** Begin DATA LINES **
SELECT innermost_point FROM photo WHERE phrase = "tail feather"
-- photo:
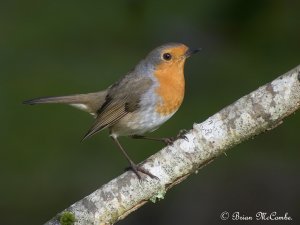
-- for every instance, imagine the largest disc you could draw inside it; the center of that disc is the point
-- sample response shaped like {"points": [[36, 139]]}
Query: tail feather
{"points": [[90, 102]]}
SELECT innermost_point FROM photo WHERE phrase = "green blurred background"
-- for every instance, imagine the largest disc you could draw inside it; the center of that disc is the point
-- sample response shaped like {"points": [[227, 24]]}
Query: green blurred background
{"points": [[65, 47]]}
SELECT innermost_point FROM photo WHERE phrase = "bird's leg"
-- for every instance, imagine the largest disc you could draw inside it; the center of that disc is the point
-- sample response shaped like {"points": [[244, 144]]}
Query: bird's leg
{"points": [[167, 141], [135, 168]]}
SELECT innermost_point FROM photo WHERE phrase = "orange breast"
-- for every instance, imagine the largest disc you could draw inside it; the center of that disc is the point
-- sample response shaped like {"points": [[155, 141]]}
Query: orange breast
{"points": [[171, 87]]}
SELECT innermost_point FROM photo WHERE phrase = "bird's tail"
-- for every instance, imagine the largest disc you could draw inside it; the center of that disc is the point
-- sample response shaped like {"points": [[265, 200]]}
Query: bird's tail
{"points": [[90, 102]]}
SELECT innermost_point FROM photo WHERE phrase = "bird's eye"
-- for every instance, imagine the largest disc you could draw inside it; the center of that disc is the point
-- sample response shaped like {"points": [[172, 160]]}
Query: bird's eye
{"points": [[167, 56]]}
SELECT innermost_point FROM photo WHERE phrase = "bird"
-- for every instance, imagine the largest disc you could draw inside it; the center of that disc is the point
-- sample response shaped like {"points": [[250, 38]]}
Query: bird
{"points": [[139, 102]]}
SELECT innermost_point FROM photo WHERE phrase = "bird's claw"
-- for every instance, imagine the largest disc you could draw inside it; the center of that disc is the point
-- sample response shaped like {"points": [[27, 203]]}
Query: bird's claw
{"points": [[180, 135]]}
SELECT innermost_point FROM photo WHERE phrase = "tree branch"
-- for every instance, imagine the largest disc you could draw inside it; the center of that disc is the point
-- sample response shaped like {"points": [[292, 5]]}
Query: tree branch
{"points": [[259, 111]]}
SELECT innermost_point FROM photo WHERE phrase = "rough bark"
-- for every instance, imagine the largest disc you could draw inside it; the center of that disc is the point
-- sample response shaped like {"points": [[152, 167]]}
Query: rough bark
{"points": [[257, 112]]}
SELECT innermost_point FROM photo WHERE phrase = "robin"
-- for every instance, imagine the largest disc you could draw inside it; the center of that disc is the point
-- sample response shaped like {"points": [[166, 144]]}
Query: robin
{"points": [[139, 102]]}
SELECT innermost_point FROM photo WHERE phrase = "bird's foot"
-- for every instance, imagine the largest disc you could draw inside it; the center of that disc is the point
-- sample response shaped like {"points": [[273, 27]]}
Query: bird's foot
{"points": [[138, 169], [180, 135]]}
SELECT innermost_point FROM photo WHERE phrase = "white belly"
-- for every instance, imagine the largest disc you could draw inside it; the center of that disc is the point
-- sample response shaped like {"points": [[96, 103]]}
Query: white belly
{"points": [[139, 123]]}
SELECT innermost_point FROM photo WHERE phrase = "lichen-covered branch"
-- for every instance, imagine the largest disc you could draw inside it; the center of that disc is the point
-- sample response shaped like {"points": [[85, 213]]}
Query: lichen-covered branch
{"points": [[259, 111]]}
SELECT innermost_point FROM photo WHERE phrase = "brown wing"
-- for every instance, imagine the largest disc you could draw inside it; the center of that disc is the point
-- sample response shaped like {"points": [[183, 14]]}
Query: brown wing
{"points": [[121, 99]]}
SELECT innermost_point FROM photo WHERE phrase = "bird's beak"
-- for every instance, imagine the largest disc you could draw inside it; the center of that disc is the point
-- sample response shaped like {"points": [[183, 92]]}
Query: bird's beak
{"points": [[191, 52]]}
** End DATA LINES **
**GIVEN REQUEST**
Pictures are to be left out; the records above must be repeated word for word.

**TASK OUTPUT**
SELECT innermost_point FROM photo WHERE phrase = "tail feather"
-- photo:
-- for every instance, imagine the largest disc you could draw inside it; the center of that disc is the point
-- sample response shaped like {"points": [[36, 139]]}
Query: tail feather
{"points": [[90, 102]]}
SELECT innermost_point FROM photo WHERE phrase = "green blurred background"
-- for every instance, imagine the largest disc you could draw inside it; the center of that disc is the point
-- sample response shaped like {"points": [[227, 24]]}
Query: green blurred background
{"points": [[65, 47]]}
SELECT innermost_point FROM photo WHERE phrase = "bird's leg"
-- for every instance, imagine the largest disc you could draw inside it; the center of that disc is the point
-- sample response shaped like {"points": [[244, 144]]}
Query: bird's leg
{"points": [[167, 141], [135, 168]]}
SELECT innermost_point FROM photo WHERE phrase = "orange breast"
-- for every instance, imagine the largest disc you could draw inside it; the center of that disc is the point
-- sample response shaped like {"points": [[155, 141]]}
Query: orange breast
{"points": [[171, 87]]}
SELECT innermost_point FROM photo WHERE phrase = "bird's tail"
-- for every instance, imagine the largest disc you could draw inside it; the center of that disc is the point
-- sample response shaped like {"points": [[265, 200]]}
Query: bird's tail
{"points": [[90, 102]]}
SELECT innermost_point FROM photo WHERE phrase = "bird's eye"
-- for every instance, imagine the largest disc you could draw inside it; the center of that disc is the point
-- sample response shaped like {"points": [[172, 160]]}
Query: bird's eye
{"points": [[167, 56]]}
SELECT innermost_point FROM photo WHERE phrase = "bird"
-- for every instance, imagine the largest disc you could draw inside it; the center of that disc is the point
-- sample response shaped like {"points": [[250, 38]]}
Query: bird
{"points": [[139, 102]]}
SELECT innermost_point FROM photo WHERE phrase = "bird's claw"
-- for every instance, imagine the largest disc you could draw inside it; the center of that disc is the point
-- sample response shaped like {"points": [[27, 203]]}
Query: bird's claw
{"points": [[180, 135]]}
SELECT innermost_point FROM photo WHERE phrase = "tree branch"
-- for every instance, imagine the largest disc you could draw inside it; the center of that disc is the point
-- sample response shaped like {"points": [[292, 5]]}
Query: tree branch
{"points": [[259, 111]]}
SELECT innermost_point FROM photo WHERE phrase = "rough bark"
-- for every instance, imagine the largest disc you could draw inside it; the center of that disc is the point
-- sample response shaped like {"points": [[152, 167]]}
Query: rough bark
{"points": [[257, 112]]}
SELECT innermost_point FROM photo WHERE phrase = "robin"
-- for every instance, imagine the largest disc you could draw inside it; the center of that disc is the point
-- sample response shaped like {"points": [[166, 144]]}
Query: robin
{"points": [[139, 102]]}
SELECT innermost_point FROM photo WHERE phrase = "bird's foot"
-- for every instance, imagine the largest disc you could draw inside it; the center of that disc is the point
-- sample response shaped like {"points": [[273, 27]]}
Query: bird's foot
{"points": [[138, 169], [180, 135]]}
SELECT innermost_point FROM photo WHERE phrase = "white belly"
-- for every instance, imagine the largest disc you could draw inside it; the center of that disc is the point
-- sample response shaped like {"points": [[96, 103]]}
Query: white belly
{"points": [[139, 123]]}
SELECT innermost_point FROM photo WHERE phrase = "lichen-covered branch"
-- for every instance, imagine the largest disc you could draw inside it; the center of that disc is the point
-- sample response shaped like {"points": [[85, 213]]}
Query: lichen-covered branch
{"points": [[259, 111]]}
SELECT innermost_point FROM photo WHERE phrase = "brown wing"
-- for every instance, imagine the largest disc you could draw inside it; the center of that disc is the point
-- sample response shaped like {"points": [[183, 14]]}
Query: brown wing
{"points": [[121, 99]]}
SELECT innermost_point FROM photo WHERE phrase = "bird's beak"
-- for every instance, imagine the largest disc you could draw inside it; the center of that disc is the point
-- sample response shaped like {"points": [[183, 92]]}
Query: bird's beak
{"points": [[191, 52]]}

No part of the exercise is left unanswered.